**Extrait proposé:**
---------------

Le sort de Kohei est réglé au jeu de la courte paille. La veuve Otane est ainsi chargée de retrouver le père du petit garçon. Elle peste, râle, et maudit celui qui lui a refourgué un tel benêt. Le petit bonhomme ne dit rien. Pour autant, il n’est pas vraiment prostré dans le silence ; il semble plutôt attendre le bon moment pour prononcer un son, comme s’il savait qu’il devait se faire accepter, qu’il lui fallait apprivoiser cette femme qui ne cesse de tourner vers lui une mine ridiculement renfrognée. Les recherches se révélant infructueuses, Otane emmène le petit garçon au bord de la mer. Assise sur les dunes, elle lui explique calmement que son père est un homme sans cœur, un homme mauvais qui a abandonné son fils. Kohei ne dit rien. Il mange sagement les boules de riz que la veuve lui tend. Otane tente ensuite, lâchement sans doute, de se débarrasser de l’enfant. Elle l’envoie récolter des coquillages pour les voisins et prend la poudre d’escampette.
Scène cruelle, mais Otane n’est pas mauvaise. Simplement, que faire de cet enfant ? Elle n’a jamais élevé un petit. Et puis, ce n’est pas le sien. Le discours sur le père s’adressait plus à elle-même qu’à Kohei. Elle tentait de se convaincre qu’elle n’était pas la méchante de l’histoire. Ce n’est pas de sa faute, à elle. Le garçon a un père vivant, qui a froidement laissé son fils derrière lui. Elle ne lui doit rien, elle, à ce gamin. Pourquoi devrait-elle assumer cette charge ? Mais Kohei la rattrape, il court derrière elle de toutes ses forces. Il ne pleure pas, il ne lui reproche rien, il ne semble pas blessé non plus. Il la suit jusque chez elle, apparemment insensible à son regard noir qui ne trompe plus vraiment personne. Kohei résiste. Il insiste, par sa simple présence.

---------------

Entrées enregistrées:

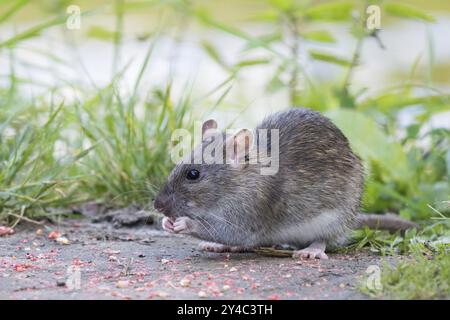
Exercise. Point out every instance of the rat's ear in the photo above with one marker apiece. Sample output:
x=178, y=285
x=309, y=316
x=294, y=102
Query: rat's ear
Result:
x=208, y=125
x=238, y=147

---------------

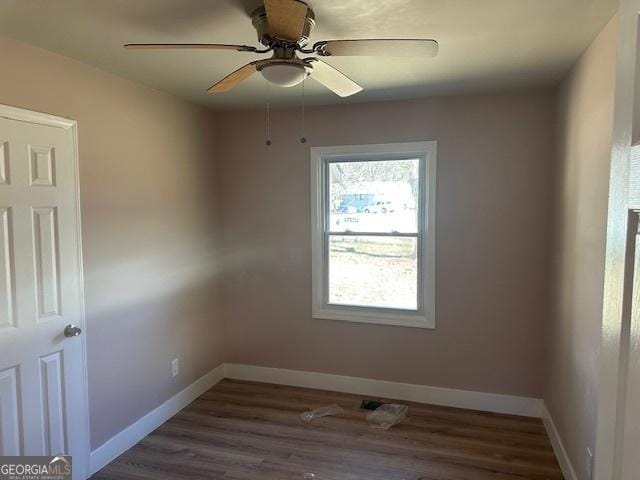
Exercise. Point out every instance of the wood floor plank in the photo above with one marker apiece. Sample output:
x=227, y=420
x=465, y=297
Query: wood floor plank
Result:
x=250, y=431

---------------

**Exercices à traiter:**
1) Citez fidèlement le passage de l'extrait sur Kohei et Otane, en commençant à « Scène cruelle, mais » et en terminant à « sa simple présence. ».
2) Recopiez uniquement les lignes, en commençant à celle qui contient « Exercise. Point out every instance of the wood » et en terminant à celle qui contient « x=250, y=431 », bornes comprises. Remplacez-y « wood floor plank » par « tile floor » sans rien modifier d'autre.
L'extrait et les lignes n'ont aucun lien entre eux.

**Réponses attendues:**
1)
Scène cruelle, mais Otane n’est pas mauvaise. Simplement, que faire de cet enfant ? Elle n’a jamais élevé un petit. Et puis, ce n’est pas le sien. Le discours sur le père s’adressait plus à elle-même qu’à Kohei. Elle tentait de se convaincre qu’elle n’était pas la méchante de l’histoire. Ce n’est pas de sa faute, à elle. Le garçon a un père vivant, qui a froidement laissé son fils derrière lui. Elle ne lui doit rien, elle, à ce gamin. Pourquoi devrait-elle assumer cette charge ? Mais Kohei la rattrape, il court derrière elle de toutes ses forces. Il ne pleure pas, il ne lui reproche rien, il ne semble pas blessé non plus. Il la suit jusque chez elle, apparemment insensible à son regard noir qui ne trompe plus vraiment personne. Kohei résiste. Il insiste, par sa simple présence.

2)
Exercise. Point out every instance of the tile floor in the photo above with one marker apiece. Sample output:
x=227, y=420
x=465, y=297
Query: tile floor
Result:
x=250, y=431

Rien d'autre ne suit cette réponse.